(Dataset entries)
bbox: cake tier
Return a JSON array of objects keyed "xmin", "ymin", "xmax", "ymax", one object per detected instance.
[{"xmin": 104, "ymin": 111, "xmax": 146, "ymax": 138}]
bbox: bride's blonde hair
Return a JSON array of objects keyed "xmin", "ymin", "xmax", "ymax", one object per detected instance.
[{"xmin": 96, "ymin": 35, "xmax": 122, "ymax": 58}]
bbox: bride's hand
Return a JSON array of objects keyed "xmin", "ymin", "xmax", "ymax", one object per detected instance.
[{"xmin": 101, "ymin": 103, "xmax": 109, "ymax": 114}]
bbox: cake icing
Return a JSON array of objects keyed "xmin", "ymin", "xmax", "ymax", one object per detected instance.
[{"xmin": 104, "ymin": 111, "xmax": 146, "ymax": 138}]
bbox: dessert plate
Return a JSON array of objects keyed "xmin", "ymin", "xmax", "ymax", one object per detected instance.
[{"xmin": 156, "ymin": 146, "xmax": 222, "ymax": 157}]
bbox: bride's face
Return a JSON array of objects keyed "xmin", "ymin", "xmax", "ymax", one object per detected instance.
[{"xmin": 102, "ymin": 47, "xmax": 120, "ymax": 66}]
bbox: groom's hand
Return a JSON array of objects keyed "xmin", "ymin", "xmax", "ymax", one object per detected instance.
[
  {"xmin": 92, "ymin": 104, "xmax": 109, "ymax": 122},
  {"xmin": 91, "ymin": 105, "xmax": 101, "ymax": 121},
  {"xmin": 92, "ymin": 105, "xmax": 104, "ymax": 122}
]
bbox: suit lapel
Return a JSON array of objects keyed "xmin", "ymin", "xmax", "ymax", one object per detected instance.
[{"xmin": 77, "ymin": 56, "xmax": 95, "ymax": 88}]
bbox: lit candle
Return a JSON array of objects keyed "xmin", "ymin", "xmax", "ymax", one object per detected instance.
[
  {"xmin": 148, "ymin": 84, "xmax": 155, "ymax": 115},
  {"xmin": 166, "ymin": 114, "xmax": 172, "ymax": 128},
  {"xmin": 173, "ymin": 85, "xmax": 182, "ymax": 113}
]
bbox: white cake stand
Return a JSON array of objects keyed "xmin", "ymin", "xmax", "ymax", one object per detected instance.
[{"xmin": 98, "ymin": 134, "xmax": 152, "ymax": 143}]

### REQUIRED ACTION
Wherever the word "bbox" appears in a line of the records, count that line. Say how many there are, with no other words.

### YOUR RESPONSE
10